### Task objective
A word-for-word copy of the records below is needed, without the images.

### Source data
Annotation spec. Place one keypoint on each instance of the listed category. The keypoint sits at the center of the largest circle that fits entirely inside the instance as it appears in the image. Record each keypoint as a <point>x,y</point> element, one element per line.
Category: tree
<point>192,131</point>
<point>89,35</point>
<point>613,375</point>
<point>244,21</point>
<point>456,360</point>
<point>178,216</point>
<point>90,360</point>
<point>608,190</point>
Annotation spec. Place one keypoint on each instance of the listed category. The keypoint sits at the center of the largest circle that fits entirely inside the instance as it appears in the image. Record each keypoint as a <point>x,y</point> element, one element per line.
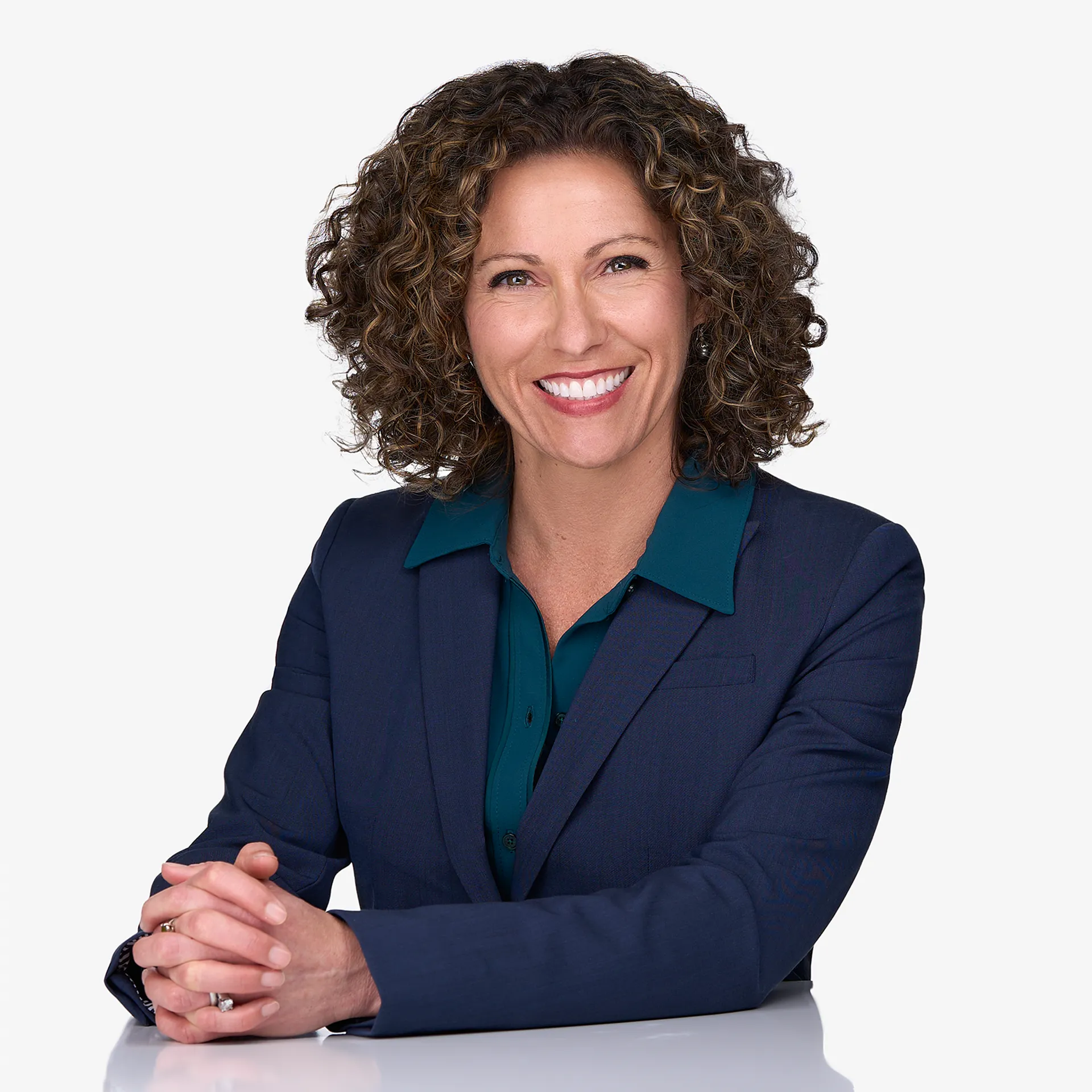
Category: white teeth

### Solution
Annotation spec. Place one keypoint on each instance of the listed category. The keypoint sits at the center of the largest circle that fits entirely inside the instance as it appears in the image. Record each keypoint as a <point>x,y</point> element, one element per line.
Category: tree
<point>192,131</point>
<point>89,35</point>
<point>613,375</point>
<point>244,21</point>
<point>456,360</point>
<point>178,216</point>
<point>90,360</point>
<point>608,190</point>
Annotation spec. Place one keypoint on each instance of the listed category. The keypoint sits at the center of the largest circle that fits entirely inside the instance as it appears in the image. Record each keypoint as a <point>x,y</point> element, one element per line.
Category: white teeth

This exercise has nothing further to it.